QUOTED TEXT:
IOWs, if we don't have the individual trace names, we largely lose
all this context and then have to infer it from caller and state
changes that occur. That just makes things unnnecessarily difficult
when looking for problems in hundreds of thousands trace events....

> > @@ -3138,6 +3153,8 @@ xfs_log_force(
> >  	if (iclog->ic_state == XLOG_STATE_IOERROR)
> >  		goto out_error;
> >  
> > +	trace_xlog_iclog_force(iclog, _RET_IP_);
> > +
> 
> We have a log force tracepoint a few lines up. Do we need both?

Yes. The log force tracepoint tells us nothing about the iclog
state we are about to operate on.

> > +	TP_ARGS(iclog, caller_ip),
> > +	TP_STRUCT__entry(
> > +		__field(dev_t, dev)
> > +		__field(uint32_t, state)
> > +		__field(int32_t, refcount)
> > +		__field(uint32_t, offset)
> > +		__field(unsigned long long, lsn)
> > +		__field(unsigned long, caller_ip)
> > +	),
> > +	TP_fast_assign(
> > +		__entry->dev = iclog->ic_log->l_mp->m_super->s_dev;
> > +		__entry->state = iclog->ic_state;
> > +		__entry->refcount = atomic_read(&iclog->ic_refcnt);
> > +		__entry->offset = iclog->ic_offset;
> > +		__entry->lsn = be64_to_cpu(iclog->ic_header.h_lsn);
> > +		__entry->caller_ip = caller_ip;
> > +	),
> > +	TP_printk("dev %d:%d state 0x%x refcnt %d offset %u lsn 0x%llx caller %pS",
> > +		  MAJOR(__entry->dev), MINOR(__entry->dev),
> > +		  __entry->state,
> 
> It might be nice to see a string representation of the state like we do
> for other things like log item type, etc.

Yup, I thought about that after I sent when looking at other code.

Cheers,

Dave.
-- 
Dave Chinner
david@xxxxxxxxxxxxx

SET PROBLEM 1:
Filter the records below, keeping every line that contains the string "pole" and copying each such line unchanged. Treat uppercase and lowercase letters as different.

DATA TO USE:
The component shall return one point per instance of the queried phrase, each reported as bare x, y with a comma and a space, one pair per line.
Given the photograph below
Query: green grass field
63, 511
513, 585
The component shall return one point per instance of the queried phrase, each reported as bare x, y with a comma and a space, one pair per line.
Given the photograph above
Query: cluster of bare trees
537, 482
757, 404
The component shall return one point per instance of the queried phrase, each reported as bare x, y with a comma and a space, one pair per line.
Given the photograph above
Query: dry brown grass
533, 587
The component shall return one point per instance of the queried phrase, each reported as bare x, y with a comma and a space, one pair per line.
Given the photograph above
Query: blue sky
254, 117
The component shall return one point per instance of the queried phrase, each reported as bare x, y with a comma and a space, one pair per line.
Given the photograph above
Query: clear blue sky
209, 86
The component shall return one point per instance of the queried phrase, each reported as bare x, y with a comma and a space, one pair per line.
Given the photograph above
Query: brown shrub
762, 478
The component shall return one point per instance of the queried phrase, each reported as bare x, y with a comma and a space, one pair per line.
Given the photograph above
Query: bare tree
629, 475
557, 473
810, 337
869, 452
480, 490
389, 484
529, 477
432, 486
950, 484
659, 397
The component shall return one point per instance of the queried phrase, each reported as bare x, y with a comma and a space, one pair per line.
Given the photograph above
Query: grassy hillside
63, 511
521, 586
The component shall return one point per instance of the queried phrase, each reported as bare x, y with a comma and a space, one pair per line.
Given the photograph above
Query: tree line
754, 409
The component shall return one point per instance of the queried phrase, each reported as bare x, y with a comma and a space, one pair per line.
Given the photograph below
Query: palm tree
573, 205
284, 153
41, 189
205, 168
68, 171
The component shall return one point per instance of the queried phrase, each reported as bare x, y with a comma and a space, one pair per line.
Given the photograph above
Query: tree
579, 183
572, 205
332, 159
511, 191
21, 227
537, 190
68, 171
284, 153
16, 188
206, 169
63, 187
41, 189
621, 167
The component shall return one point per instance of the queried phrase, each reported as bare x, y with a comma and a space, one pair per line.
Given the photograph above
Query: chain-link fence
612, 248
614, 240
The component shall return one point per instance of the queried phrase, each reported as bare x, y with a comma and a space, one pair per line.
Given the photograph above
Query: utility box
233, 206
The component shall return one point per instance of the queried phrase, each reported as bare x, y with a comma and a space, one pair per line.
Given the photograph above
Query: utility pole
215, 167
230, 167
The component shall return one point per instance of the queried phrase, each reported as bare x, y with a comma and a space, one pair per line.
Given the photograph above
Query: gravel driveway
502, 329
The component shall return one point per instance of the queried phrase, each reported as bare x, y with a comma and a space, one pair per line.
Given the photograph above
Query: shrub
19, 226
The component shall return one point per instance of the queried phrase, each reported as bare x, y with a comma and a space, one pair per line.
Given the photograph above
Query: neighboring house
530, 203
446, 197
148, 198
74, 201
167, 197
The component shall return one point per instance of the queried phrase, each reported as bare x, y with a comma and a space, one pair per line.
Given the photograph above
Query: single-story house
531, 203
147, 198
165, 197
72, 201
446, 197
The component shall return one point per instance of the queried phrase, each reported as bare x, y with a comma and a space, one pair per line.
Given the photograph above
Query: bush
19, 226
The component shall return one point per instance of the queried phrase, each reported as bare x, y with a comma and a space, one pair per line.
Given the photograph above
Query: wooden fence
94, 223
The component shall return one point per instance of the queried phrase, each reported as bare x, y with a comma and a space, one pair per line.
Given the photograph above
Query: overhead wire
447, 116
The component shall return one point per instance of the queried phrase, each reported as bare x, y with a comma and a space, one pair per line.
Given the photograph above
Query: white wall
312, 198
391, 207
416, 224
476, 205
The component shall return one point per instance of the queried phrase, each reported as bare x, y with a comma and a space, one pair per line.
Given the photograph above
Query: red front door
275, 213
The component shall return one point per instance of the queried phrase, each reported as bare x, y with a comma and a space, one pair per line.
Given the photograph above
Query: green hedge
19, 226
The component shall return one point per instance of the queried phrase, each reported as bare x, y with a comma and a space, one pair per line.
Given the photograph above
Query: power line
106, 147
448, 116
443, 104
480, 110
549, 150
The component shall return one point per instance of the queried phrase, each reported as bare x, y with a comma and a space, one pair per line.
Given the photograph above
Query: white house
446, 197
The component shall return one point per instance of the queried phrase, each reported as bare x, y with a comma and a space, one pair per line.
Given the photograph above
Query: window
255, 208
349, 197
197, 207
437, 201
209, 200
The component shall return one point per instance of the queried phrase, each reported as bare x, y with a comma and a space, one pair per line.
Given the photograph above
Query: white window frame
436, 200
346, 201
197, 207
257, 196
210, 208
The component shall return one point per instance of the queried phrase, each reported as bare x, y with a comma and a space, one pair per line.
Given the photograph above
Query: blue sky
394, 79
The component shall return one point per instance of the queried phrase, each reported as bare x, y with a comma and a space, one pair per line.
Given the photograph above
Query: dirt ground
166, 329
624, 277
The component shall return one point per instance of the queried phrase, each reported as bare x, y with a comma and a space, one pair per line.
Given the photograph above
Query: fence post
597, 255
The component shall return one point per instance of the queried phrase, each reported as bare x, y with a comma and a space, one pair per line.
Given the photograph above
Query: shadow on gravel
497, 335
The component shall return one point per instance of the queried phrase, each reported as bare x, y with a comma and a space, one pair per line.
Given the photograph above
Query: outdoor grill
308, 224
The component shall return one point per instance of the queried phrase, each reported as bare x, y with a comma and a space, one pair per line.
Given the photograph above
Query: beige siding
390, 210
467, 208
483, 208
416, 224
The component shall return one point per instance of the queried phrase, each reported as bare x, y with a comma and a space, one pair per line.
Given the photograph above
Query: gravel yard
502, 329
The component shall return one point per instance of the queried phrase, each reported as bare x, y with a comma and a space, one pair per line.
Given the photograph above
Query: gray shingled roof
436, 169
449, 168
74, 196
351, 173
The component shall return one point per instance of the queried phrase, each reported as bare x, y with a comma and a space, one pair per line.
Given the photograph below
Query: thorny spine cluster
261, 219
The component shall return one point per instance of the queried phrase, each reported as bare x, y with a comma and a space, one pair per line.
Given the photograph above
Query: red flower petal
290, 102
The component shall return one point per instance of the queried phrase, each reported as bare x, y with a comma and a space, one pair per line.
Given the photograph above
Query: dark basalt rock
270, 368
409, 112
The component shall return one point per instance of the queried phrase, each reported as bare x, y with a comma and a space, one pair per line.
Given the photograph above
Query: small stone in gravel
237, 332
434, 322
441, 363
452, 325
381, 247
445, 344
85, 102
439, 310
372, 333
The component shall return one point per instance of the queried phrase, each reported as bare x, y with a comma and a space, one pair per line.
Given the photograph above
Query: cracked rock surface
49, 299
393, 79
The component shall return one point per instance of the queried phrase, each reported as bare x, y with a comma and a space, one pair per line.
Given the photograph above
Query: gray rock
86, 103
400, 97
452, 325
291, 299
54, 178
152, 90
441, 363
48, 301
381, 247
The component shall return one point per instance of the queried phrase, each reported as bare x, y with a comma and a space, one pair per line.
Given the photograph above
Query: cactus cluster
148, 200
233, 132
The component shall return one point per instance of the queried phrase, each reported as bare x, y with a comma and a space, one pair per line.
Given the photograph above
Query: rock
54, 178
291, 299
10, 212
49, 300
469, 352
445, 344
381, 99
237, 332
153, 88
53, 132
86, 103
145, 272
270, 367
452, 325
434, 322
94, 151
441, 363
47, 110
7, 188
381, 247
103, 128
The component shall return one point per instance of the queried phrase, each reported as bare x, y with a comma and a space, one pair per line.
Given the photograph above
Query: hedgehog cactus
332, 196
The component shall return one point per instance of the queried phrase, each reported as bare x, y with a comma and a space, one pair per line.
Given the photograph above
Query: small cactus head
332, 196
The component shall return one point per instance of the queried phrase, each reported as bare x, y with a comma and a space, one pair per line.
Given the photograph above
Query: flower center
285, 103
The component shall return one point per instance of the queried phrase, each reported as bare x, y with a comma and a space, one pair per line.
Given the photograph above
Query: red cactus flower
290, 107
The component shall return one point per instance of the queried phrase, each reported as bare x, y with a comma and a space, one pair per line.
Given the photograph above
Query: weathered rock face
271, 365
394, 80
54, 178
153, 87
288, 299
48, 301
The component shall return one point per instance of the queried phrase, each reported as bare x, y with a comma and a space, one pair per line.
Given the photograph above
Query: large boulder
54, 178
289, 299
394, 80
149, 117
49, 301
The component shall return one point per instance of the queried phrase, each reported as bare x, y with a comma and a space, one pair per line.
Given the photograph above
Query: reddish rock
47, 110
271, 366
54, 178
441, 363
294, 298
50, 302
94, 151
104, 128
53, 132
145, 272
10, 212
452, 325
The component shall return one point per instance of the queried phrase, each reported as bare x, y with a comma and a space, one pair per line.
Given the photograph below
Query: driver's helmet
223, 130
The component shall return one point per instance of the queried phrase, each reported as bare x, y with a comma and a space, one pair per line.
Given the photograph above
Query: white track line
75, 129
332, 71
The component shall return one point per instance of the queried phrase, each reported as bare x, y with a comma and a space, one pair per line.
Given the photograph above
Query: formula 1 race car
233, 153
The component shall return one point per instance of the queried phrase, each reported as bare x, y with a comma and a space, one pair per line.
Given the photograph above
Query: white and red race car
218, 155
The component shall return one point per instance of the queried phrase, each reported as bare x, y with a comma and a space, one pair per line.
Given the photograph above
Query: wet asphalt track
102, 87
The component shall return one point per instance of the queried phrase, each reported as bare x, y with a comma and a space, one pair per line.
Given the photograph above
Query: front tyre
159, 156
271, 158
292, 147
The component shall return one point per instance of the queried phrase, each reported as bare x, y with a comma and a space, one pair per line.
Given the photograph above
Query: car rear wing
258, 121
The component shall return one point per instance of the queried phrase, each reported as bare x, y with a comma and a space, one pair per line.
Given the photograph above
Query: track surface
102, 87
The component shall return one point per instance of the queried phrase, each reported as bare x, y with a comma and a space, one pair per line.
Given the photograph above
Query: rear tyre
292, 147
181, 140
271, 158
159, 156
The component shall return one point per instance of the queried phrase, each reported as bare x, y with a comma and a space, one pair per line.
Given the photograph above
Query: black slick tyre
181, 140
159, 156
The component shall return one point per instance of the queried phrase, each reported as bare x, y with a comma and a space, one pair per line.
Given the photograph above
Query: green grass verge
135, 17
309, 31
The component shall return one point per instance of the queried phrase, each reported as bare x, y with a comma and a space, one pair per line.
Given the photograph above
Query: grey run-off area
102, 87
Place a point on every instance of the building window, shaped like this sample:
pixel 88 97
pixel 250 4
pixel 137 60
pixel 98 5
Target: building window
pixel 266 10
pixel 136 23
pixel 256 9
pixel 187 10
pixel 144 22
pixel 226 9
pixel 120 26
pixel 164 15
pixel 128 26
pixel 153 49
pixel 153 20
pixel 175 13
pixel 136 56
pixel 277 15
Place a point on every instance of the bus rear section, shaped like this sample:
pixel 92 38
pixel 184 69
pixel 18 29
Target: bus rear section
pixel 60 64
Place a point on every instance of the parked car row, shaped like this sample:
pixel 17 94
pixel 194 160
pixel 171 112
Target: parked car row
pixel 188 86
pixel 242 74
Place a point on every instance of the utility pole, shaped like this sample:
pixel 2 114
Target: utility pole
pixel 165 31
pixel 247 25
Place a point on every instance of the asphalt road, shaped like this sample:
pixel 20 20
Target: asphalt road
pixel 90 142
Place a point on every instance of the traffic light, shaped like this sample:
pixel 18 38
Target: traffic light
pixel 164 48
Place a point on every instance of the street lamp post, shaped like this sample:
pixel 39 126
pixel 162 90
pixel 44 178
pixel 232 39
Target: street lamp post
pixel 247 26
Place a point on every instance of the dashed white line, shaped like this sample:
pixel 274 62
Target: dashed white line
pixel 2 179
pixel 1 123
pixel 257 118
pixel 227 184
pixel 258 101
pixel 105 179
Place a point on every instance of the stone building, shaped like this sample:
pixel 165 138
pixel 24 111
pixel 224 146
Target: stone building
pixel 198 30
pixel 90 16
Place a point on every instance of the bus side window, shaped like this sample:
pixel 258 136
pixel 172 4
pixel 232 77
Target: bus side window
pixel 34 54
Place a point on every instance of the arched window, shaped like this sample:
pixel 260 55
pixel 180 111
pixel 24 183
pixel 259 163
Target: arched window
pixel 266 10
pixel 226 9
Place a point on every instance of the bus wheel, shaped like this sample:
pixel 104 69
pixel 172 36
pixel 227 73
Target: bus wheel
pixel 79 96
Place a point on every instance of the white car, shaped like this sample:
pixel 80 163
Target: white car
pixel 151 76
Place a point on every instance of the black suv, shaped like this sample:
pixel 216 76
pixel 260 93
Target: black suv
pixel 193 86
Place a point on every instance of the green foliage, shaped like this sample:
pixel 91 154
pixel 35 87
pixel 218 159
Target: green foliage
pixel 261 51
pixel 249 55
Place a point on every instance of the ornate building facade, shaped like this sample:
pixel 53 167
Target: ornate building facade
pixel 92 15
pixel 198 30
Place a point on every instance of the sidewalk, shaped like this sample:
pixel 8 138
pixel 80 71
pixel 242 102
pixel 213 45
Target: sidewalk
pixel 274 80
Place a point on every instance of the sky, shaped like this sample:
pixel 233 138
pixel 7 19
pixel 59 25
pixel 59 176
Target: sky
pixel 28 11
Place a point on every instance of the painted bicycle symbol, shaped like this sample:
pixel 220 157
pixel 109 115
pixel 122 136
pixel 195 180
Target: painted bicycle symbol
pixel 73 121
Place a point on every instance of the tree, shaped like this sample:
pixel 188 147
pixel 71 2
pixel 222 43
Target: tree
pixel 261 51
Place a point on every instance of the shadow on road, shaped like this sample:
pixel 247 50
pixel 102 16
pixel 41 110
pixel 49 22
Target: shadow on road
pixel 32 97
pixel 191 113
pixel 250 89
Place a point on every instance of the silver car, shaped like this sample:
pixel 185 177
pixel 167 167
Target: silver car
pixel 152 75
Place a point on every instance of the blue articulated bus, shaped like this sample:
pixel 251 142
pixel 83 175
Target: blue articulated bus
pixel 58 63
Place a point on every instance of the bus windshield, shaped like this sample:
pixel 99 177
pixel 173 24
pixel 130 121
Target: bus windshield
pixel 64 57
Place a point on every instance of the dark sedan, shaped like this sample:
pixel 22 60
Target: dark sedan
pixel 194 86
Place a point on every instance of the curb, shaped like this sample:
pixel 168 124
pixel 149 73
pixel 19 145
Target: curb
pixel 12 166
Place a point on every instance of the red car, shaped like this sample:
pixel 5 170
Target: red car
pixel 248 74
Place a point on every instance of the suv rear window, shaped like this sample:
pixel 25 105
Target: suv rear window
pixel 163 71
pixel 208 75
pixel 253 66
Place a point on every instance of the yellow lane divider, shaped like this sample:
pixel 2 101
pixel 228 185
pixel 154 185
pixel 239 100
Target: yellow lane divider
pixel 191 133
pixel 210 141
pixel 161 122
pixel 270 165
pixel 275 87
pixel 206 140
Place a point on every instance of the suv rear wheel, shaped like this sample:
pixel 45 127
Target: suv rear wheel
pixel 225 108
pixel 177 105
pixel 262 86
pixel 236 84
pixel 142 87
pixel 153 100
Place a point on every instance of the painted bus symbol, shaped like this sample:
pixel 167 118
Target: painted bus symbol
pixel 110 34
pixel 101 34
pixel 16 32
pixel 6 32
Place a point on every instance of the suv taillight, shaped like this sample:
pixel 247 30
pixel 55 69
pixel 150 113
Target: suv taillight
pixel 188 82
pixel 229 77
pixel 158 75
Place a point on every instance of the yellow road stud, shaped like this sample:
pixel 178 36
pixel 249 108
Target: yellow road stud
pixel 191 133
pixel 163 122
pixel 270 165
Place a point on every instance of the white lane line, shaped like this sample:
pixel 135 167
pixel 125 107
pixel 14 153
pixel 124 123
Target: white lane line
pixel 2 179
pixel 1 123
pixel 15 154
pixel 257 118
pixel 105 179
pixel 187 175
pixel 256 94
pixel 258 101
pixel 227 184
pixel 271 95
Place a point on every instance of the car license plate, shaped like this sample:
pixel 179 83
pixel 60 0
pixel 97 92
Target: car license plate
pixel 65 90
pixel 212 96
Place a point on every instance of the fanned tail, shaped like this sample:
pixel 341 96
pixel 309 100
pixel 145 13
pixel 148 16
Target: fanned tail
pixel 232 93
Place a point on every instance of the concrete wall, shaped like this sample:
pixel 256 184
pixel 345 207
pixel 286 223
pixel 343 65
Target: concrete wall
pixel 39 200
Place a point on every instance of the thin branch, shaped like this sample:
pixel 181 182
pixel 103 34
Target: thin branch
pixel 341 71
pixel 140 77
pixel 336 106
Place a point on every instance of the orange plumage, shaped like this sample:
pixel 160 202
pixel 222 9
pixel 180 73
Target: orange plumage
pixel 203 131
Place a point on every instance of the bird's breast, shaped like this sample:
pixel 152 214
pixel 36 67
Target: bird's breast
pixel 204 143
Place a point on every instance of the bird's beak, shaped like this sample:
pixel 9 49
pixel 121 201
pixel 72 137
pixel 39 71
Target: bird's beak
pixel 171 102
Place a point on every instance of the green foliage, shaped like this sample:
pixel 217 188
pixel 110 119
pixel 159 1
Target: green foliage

SET PROBLEM 2:
In the tracepoint discussion above, list the name of every field declared with __field.

WORKED ANSWER 1:
Query: utility pole
Place a point on every instance of the utility pole, shaped like this sample:
Target: utility pole

WORKED ANSWER 2:
dev
state
refcount
offset
lsn
caller_ip